> [PASSAGE PROVIDED]
· · · · ·

Employers must provide all the equipment needed to help disabled workers perform as efficiently as possible, and failing to do so can by itself amount to discrimination. A case on point concerned an NHS nurse who, due to a range of disabilities, needed specialised software to assist her in writing up her clinical notes.
The nurse suffered from an inherited disorder which restricted the use of her hands and made it difficult for her to sit or stand for long periods. She was also dyspraxic and dyslexic. She had difficulty operating the standard software used by her NHS trust employer and frequently had to stay on late at work in order to finish writing up patient care records. Although she was provided with various disability-focused software packages and equipment, she said that they either did not work properly or were insufficient to enable her to function as efficiently as she wished.
She complained to an Employment Tribunal (ET) alleging discrimination on the part of the trust in failing to make reasonable adjustments to cater for her disabilities. Her claim was, however, dismissed on the basis that the trust had made genuine and serious attempts to address her particular needs. The ET also found that her inability to work as efficiently as she could have done but for the trust’s alleged failures did not amount to a substantial disadvantage.
In upholding her challenge to that decision, the Employment Appeal Tribunal (EAT) found that the ET had erred in its approach to the issue of whether the trust operated a provision, criterion or practice (PCP) by which its staff were generally required to use conventional software. If the alternative equipment and software provided to her did not meet her needs, any such PCP was capable of having a discriminatory effect on her. Alleged failures to provide her with software updates and timely laptop access to the trust’s Wi-Fi system were also potentially discriminatory.
If it were shown that a failure by the trust to provide her with adequate equipment and software impeded her ability to work as efficiently as she desired, the EAT found that that would amount to a substantial disadvantage. Remitting the case for reconsideration, the EAT left it to a regional employment judge to decide whether the fresh hearing should be before the same or a differently constituted ET.

· · · · ·

> [WHAT YOU NEED TO DO] Duplicate the part of the passage about the NHS nurse's disability discrimination claim from "If it were shown" to "differently constituted ET.", keeping every word unchanged.

> [INPUT DATA]
· · · · ·

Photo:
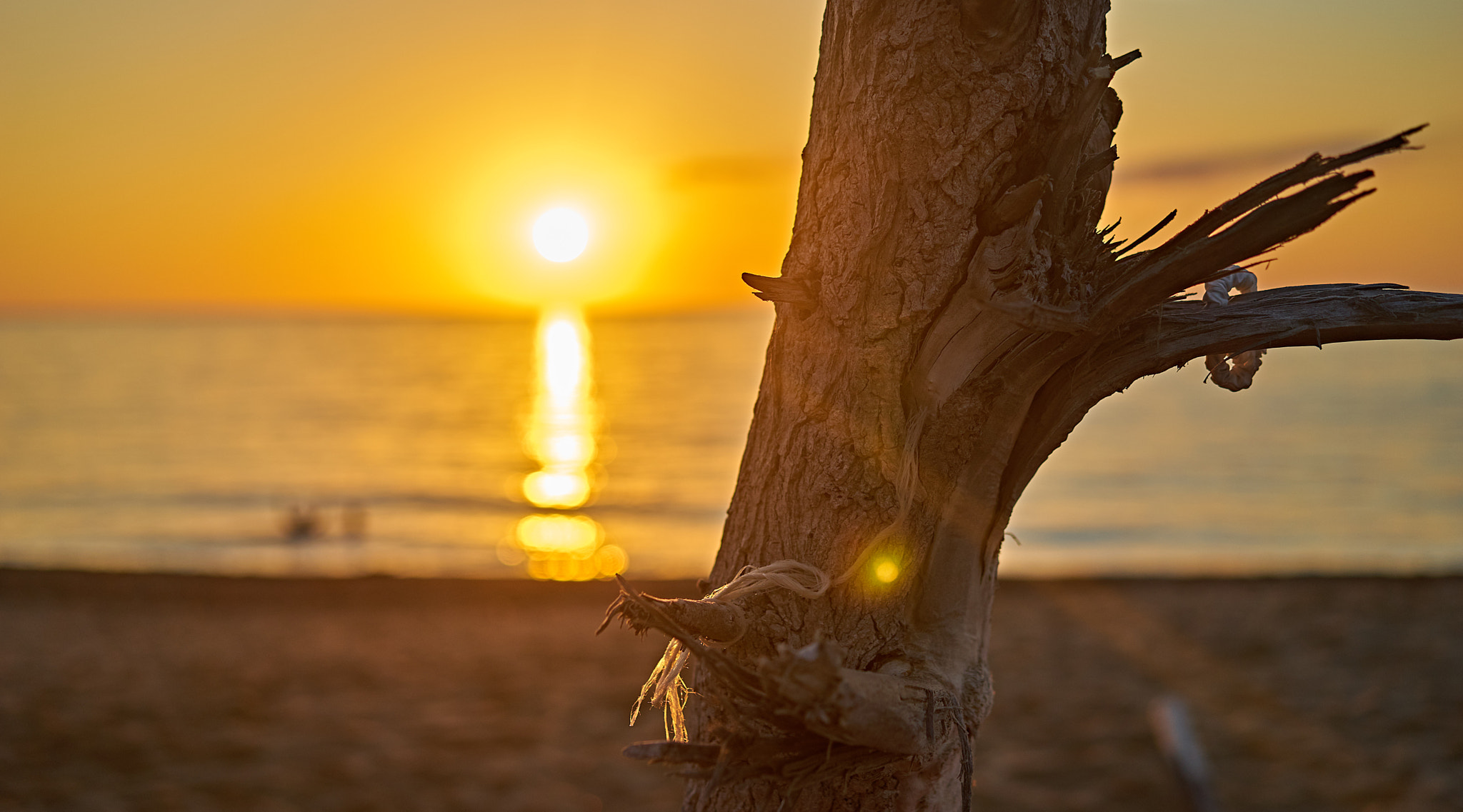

· · · · ·

> [SOLUTION]
If it were shown that a failure by the trust to provide her with adequate equipment and software impeded her ability to work as efficiently as she desired, the EAT found that that would amount to a substantial disadvantage. Remitting the case for reconsideration, the EAT left it to a regional employment judge to decide whether the fresh hearing should be before the same or a differently constituted ET.